→ INSTRUCCIÓN ESCRITA:
Recopila todas las filas de abajo que contengan la cadena "Target" y cópialas sin cambios. Se distingue entre mayúsculas y minúsculas.

→ DATOS PROPORCIONADOS:
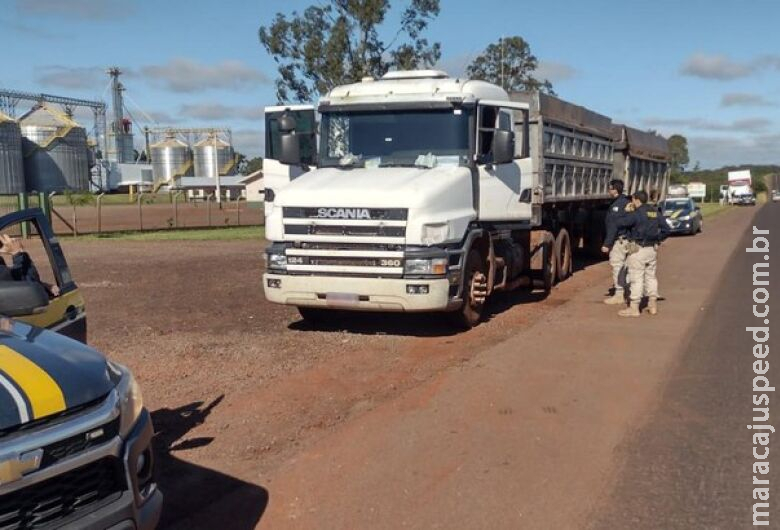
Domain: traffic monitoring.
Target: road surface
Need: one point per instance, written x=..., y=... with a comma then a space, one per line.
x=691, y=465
...
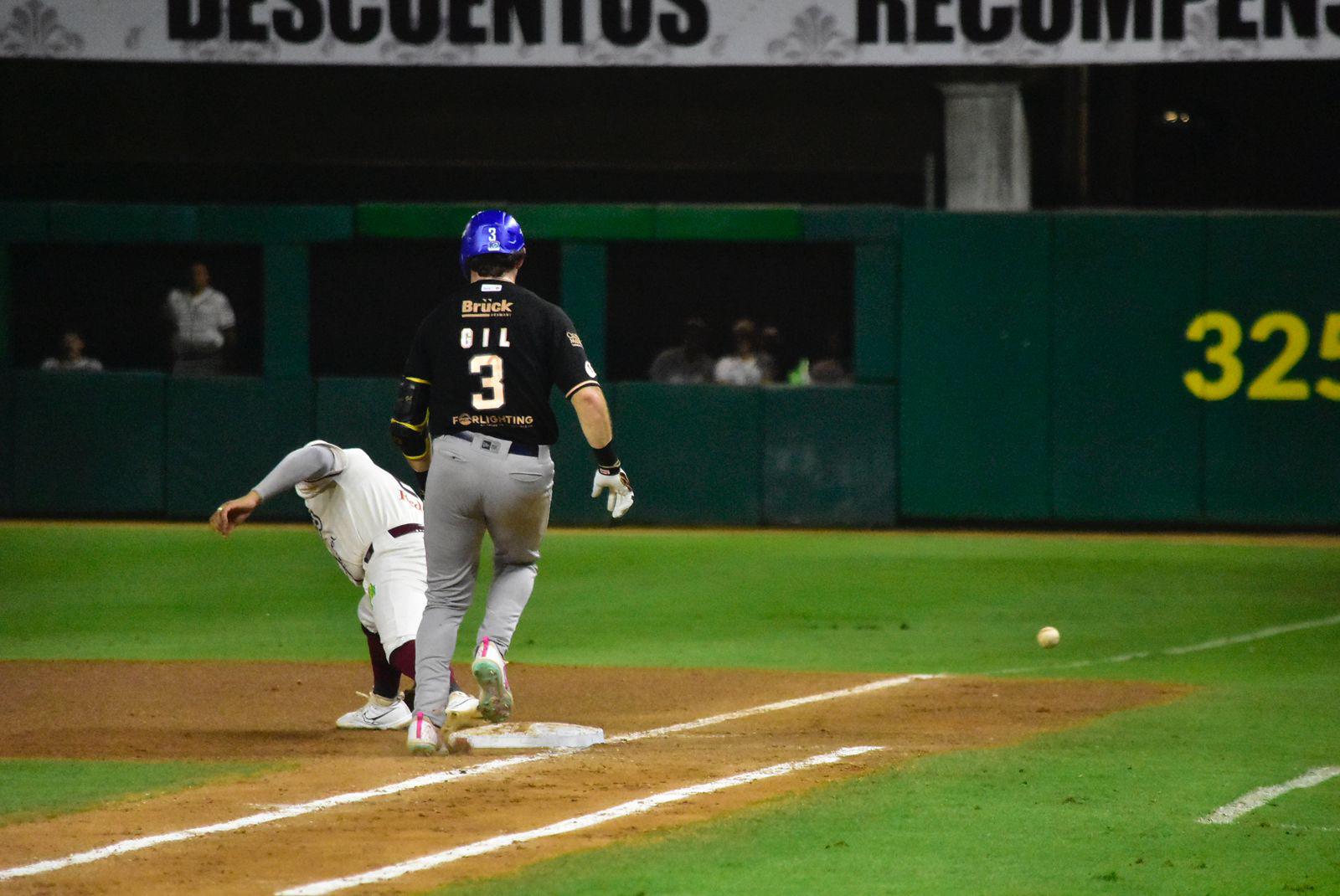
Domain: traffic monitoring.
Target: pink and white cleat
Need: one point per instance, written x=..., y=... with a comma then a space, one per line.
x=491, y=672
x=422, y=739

→ RESPUESTA DEL EJERCICIO:
Target: road surface
Target: pink and white cleat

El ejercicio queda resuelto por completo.